* Your instructions
All lines in the data below carrying the string "jacket" are to be located and copied.

* Excerpted records
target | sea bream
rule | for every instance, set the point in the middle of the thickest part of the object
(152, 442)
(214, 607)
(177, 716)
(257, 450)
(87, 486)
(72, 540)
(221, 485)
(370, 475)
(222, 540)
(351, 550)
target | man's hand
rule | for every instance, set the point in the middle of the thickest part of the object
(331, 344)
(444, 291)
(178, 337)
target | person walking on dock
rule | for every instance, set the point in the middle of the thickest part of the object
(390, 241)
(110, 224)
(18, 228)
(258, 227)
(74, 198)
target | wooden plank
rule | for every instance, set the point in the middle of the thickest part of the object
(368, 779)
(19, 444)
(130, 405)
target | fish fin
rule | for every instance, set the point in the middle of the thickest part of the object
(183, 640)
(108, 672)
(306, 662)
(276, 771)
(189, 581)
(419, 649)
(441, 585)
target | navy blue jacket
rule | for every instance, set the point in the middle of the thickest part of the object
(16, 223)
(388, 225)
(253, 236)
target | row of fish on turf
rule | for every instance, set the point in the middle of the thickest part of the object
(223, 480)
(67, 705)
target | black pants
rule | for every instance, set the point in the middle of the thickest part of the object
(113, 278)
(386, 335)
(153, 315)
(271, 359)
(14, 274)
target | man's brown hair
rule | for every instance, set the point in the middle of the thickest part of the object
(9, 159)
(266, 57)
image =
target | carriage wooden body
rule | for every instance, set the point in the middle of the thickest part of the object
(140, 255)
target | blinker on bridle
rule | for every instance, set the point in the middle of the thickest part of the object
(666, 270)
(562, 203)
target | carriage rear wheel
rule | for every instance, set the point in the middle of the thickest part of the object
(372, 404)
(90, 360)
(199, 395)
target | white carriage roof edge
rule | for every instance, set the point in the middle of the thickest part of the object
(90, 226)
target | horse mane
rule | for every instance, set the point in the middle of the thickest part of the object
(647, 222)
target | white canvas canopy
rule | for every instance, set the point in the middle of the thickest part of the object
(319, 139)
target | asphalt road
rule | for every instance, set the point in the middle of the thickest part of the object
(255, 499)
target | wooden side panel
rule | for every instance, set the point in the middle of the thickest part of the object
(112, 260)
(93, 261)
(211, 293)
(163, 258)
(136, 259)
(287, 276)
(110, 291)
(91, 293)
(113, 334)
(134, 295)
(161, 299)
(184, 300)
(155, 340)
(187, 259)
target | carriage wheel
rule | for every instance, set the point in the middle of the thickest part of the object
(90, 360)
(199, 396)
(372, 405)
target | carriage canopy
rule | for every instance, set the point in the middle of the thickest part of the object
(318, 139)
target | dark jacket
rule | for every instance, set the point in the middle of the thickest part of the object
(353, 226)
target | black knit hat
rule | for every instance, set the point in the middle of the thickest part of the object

* Result
target | navy blue jacket
target | dark jacket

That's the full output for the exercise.